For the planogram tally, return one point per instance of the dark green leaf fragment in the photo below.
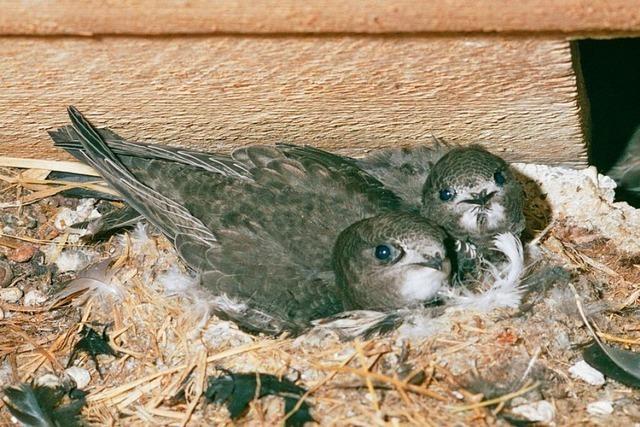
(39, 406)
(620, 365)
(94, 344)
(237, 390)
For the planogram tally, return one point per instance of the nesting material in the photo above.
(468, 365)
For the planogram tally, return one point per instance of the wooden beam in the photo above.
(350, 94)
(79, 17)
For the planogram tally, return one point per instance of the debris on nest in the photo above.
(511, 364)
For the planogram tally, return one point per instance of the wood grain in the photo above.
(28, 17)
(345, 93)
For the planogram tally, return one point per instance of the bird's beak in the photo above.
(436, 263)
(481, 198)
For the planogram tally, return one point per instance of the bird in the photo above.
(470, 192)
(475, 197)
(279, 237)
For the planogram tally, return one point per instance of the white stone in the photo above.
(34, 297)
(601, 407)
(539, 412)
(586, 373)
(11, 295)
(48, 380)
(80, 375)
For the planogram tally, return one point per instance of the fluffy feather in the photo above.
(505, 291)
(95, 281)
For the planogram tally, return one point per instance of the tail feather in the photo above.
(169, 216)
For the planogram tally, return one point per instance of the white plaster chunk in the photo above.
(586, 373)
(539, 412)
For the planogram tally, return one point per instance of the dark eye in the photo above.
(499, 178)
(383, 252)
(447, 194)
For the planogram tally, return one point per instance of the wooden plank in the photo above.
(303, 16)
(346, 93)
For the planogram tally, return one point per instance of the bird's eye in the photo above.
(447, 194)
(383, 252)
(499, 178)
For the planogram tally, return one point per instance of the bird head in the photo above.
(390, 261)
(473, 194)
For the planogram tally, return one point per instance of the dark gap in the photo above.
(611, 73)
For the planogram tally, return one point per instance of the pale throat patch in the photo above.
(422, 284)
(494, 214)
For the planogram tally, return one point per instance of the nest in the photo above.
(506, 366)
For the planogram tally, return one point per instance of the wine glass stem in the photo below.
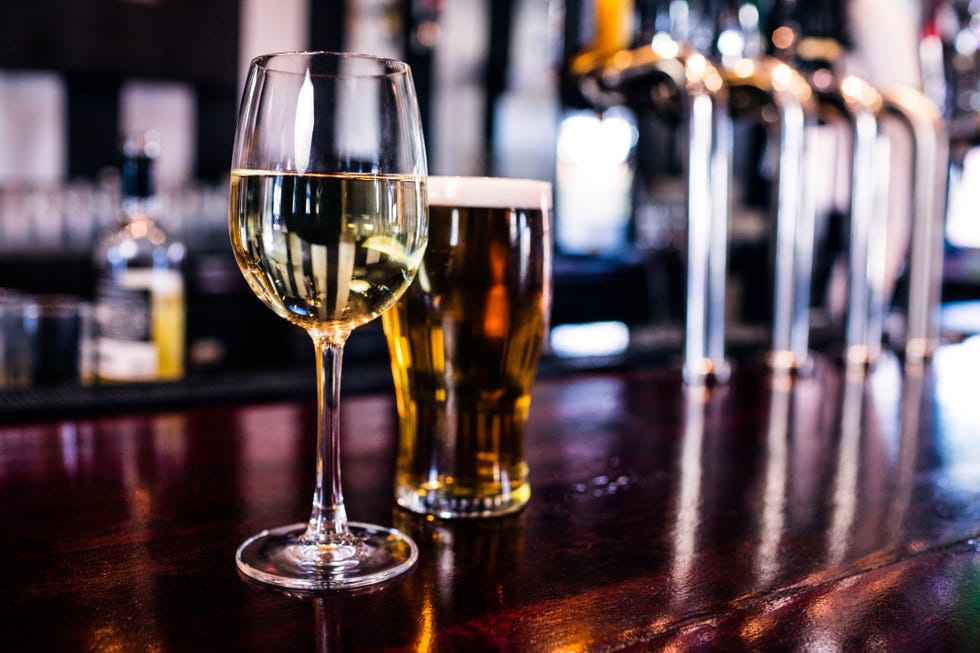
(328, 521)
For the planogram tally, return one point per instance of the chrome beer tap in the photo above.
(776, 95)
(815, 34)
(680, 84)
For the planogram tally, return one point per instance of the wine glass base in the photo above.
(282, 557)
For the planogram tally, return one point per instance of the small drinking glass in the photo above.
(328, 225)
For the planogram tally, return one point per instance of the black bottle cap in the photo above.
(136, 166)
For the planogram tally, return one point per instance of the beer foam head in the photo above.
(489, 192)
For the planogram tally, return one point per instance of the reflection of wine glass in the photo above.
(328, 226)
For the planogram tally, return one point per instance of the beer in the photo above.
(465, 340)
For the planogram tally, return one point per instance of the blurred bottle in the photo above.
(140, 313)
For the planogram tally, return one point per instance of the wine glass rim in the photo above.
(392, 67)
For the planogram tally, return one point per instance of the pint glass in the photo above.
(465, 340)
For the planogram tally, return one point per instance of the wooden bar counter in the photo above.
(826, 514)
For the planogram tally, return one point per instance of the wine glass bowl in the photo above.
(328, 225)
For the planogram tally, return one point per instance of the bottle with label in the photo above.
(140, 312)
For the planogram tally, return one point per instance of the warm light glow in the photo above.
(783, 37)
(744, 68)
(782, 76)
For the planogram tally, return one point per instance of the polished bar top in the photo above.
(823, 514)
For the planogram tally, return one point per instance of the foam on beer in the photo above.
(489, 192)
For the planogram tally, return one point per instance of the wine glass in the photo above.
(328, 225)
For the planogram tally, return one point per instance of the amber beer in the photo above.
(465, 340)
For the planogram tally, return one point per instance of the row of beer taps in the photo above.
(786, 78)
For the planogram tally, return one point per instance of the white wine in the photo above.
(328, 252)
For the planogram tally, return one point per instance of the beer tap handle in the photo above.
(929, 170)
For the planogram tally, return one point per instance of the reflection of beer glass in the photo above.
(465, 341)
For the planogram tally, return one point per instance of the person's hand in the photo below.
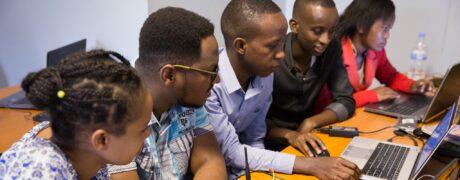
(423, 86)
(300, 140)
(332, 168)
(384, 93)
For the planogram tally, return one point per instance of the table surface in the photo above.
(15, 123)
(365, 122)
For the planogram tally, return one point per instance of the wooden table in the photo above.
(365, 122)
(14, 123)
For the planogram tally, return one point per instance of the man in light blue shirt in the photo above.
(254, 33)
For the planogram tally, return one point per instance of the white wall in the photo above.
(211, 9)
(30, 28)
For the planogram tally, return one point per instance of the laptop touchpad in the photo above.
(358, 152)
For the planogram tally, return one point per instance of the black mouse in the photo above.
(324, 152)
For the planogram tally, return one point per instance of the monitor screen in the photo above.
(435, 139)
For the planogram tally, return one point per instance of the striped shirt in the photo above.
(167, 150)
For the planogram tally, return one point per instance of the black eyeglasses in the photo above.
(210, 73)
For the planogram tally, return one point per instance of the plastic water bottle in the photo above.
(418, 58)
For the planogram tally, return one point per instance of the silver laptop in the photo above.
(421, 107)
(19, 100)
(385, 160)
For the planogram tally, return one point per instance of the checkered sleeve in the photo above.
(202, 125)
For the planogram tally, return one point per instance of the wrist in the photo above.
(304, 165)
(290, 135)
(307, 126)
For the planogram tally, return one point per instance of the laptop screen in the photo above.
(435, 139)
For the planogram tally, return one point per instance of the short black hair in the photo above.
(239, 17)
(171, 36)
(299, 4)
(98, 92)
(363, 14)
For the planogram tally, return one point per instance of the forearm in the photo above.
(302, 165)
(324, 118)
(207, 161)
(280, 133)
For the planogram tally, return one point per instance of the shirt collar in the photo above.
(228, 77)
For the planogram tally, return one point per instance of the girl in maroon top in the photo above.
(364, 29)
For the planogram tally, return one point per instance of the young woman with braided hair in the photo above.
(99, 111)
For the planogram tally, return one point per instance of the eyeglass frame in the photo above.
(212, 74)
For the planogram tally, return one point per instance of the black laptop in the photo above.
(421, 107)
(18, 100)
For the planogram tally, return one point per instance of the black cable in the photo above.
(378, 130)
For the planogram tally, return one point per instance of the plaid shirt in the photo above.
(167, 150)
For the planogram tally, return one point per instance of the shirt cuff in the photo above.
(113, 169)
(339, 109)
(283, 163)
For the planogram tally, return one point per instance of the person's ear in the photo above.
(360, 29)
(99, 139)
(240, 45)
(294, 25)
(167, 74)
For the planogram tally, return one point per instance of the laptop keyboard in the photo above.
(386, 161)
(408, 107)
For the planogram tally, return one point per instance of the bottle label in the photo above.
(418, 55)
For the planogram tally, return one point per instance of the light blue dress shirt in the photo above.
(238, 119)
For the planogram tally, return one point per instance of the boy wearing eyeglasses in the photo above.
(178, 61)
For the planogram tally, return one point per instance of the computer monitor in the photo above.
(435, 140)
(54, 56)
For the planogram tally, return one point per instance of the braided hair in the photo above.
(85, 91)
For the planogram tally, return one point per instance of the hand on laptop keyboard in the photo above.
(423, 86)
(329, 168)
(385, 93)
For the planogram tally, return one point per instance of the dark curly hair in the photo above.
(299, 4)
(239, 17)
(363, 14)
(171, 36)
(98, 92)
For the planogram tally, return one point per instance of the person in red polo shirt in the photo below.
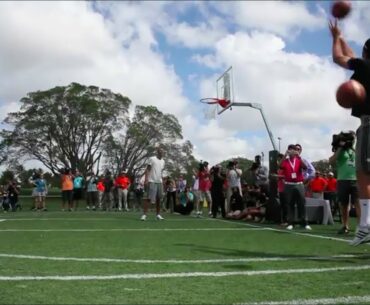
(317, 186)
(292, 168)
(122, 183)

= = = = = = =

Exclude the images, then output the data above word for word.

> [Written solution]
For the planogram tally, return one point per instance of the dark green leaf fragment in the photo below.
(39, 406)
(620, 365)
(94, 344)
(237, 390)
For the planogram tally, return one point per instance of the nesting material in the photo above.
(468, 365)
For the planogram tally, return one point per instance of the wooden beam in the photo above.
(350, 94)
(79, 17)
For the planogram tally, return one point per instance of the debris on nest in the photo above.
(511, 364)
For the planogram tally, return one point per instance of the wood grain in the photo above.
(28, 17)
(345, 93)
For the planogram tally, return one point per instance of the bird's beak in the photo above.
(436, 263)
(481, 198)
For the planogram tally, return one point per instance of the bird in the photo above.
(470, 192)
(475, 197)
(279, 237)
For the planogram tally, return one point per instance of the white stone in the photo above.
(34, 297)
(601, 407)
(539, 412)
(586, 373)
(11, 295)
(48, 380)
(80, 375)
For the planogram tally, return one point per instance of the fluffy feather in the photo above.
(505, 291)
(95, 281)
For the planogram tally, return one point per instance of the tail feather in the photo above.
(169, 216)
For the planogram tally, return one point per instance of the white plaster chunk in the photo above.
(586, 373)
(539, 412)
For the planogram tally, return one point per instance of the dark eye in the photo above.
(499, 178)
(383, 252)
(447, 194)
For the planogram tally, return one point per instance of the wooden plank in the photo above.
(303, 16)
(346, 93)
For the planogram tally, return one point per instance of the bird's eye in the photo above.
(447, 194)
(383, 252)
(499, 178)
For the planogram tally, return one point per instance of the bird head in the photo above.
(390, 261)
(473, 194)
For the planogram tally, return one point per instance of the dark gap in the photo above.
(611, 73)
For the planogram tally, return one point per instance of the pale throat patch in the photo above.
(422, 284)
(494, 214)
For the planogram tally, return one point per instance of the nest in the photo above.
(506, 366)
For the planogram tally, return one point per instance of the wine glass stem in the photo below.
(328, 521)
For the planogram tally, return one point per instance of the chrome beer tap in the photo above.
(776, 95)
(815, 34)
(680, 84)
For the planogram tally, return one point per instance of the wine glass base in the photo above.
(282, 557)
For the planogram tally, return one point per instance of the small drinking glass in the photo above.
(328, 225)
For the planogram tally, return one point per instance of the black bottle cap in the photo above.
(136, 166)
For the planogram tally, return one point per instance of the beer foam head in the photo above.
(489, 192)
For the planogram tally, return one point per instance of the reflection of wine glass in the photo above.
(328, 226)
For the planogram tally, return one point per instance of the beer in the photo above.
(465, 340)
For the planogram tally, return one point per instance of the blurred bottle in the photo above.
(140, 313)
For the planogram tally, return one point per instance of the wine glass rim in the photo above.
(392, 67)
For the planogram tally, return one point per instance of the pint glass in the photo above.
(465, 340)
For the planogram tally, return one point per instance of the wooden bar counter in the photo above.
(826, 514)
For the planogram tally, return one point per instance of the wine glass bowl in the photo above.
(328, 225)
For the planogram tally, return one point per instance of the bottle with label in the photo above.
(140, 312)
For the planogram tally, return one point per instance of the warm light glow in the photo above.
(783, 37)
(744, 68)
(782, 76)
For the planogram tally, return one point per instance of the polished bar top in the photo above.
(823, 514)
For the planogram tally, return one point per instance of the foam on beer in the photo above.
(489, 192)
For the planogram tally, return one point per instance of the wine glass in the photo above.
(328, 225)
For the planogram tally, return one point per instance of the amber beer in the photo above.
(465, 340)
For the planogram tally, return one point per instance of the row of beer taps in the photo above.
(786, 78)
For the planogram tally, return one point per instance of the white wine in the photo above.
(328, 252)
For the planogram tally, return one point per instance of the beer tap handle in the photo above.
(929, 170)
For the planogram tally, return one point per instance of the reflection of beer glass in the photo above.
(465, 341)
For the planogram tally, return one point per instance of the person's hand in the photo below.
(423, 86)
(300, 140)
(332, 168)
(384, 93)
For the planogram tally, return one point per instance of the table surface in the photo above.
(15, 123)
(365, 122)
For the planogram tally, return one point per instance of the wooden table in the photo above.
(365, 122)
(14, 123)
For the planogram tally, return one point per instance of the man in light blue shirt in the photo above.
(254, 33)
For the planogram tally, return one point per instance of the white wall in the photo above.
(211, 9)
(30, 28)
For the planogram tally, return one point per instance of the laptop touchpad in the photo above.
(358, 152)
For the planogram tally, return one point per instance of the black mouse in the photo above.
(324, 152)
For the planogram tally, return one point per instance of the monitor screen in the photo above.
(435, 139)
For the planogram tally, return one point per instance of the striped shirt in the photo above.
(167, 150)
For the planogram tally, return one point per instance of the black eyeglasses in the photo above.
(210, 73)
For the planogram tally, return one point per instance of the plastic water bottle in the photo above.
(418, 58)
For the planogram tally, return one point per instance of the silver laptop in the photo above.
(421, 107)
(19, 100)
(385, 160)
For the planogram tally, return one point per instance of the checkered sleeve in the photo above.
(202, 125)
For the planogram tally, return one point per instance of the wrist in the photo above.
(304, 165)
(290, 135)
(307, 126)
For the planogram tally, return one point per instance of the laptop screen in the photo above.
(435, 139)
For the planogram tally, return one point per instance of the short black hair in the photo above.
(239, 17)
(171, 36)
(299, 4)
(98, 92)
(363, 14)
For the planogram tally, return one point per instance of the forearm in the photo above.
(302, 165)
(324, 118)
(207, 161)
(280, 133)
For the planogram tally, return one point per instance of the shirt collar in the photo above.
(228, 77)
For the planogram tally, return one point per instance of the girl in maroon top in the photo above.
(364, 29)
For the planogram tally, return one point per instance of the young woman with braided hair in the photo above.
(99, 111)
For the planogram tally, return one point per instance of the eyeglass frame in the photo above.
(212, 74)
For the planogram tally, return one point per instance of the black laptop in the photo above.
(421, 107)
(18, 100)
For the planogram tally, return one point per instance of the black cable in the photo above.
(378, 130)
For the planogram tally, return one point per instance of the plaid shirt in the photo above.
(167, 150)
For the planogram tally, return one point per instance of the shirt cuff in the photo above.
(113, 169)
(339, 109)
(283, 163)
For the planogram tally, return one point per instance of the person's ear in the photo above.
(360, 29)
(99, 139)
(240, 45)
(294, 25)
(167, 74)
For the planogram tally, return one point per instance of the laptop keyboard in the photo above.
(386, 161)
(408, 107)
For the planogram tally, return one point per instance of the bottle label in the photo above.
(418, 55)
For the planogram tally, return one point per instance of the light blue dress shirt in the photo above.
(238, 119)
For the planogram tally, return one point per instance of the boy wearing eyeglasses in the photo above.
(178, 61)
For the planogram tally, return one point per instance of the computer monitor in the photo above.
(435, 140)
(54, 56)
For the planogram tally, return one point per instance of the braided hair in the photo above.
(85, 91)
For the planogram tally, return one point per instance of the hand on laptop keyboard in the photo above.
(423, 86)
(329, 168)
(385, 93)
For the planogram tally, return one point per instance of the dark curly hair in the photo above.
(299, 4)
(239, 17)
(363, 14)
(171, 36)
(98, 92)
For the planogram tally, return one point per instance of the person in red polo shirt in the photo below.
(317, 186)
(292, 168)
(122, 183)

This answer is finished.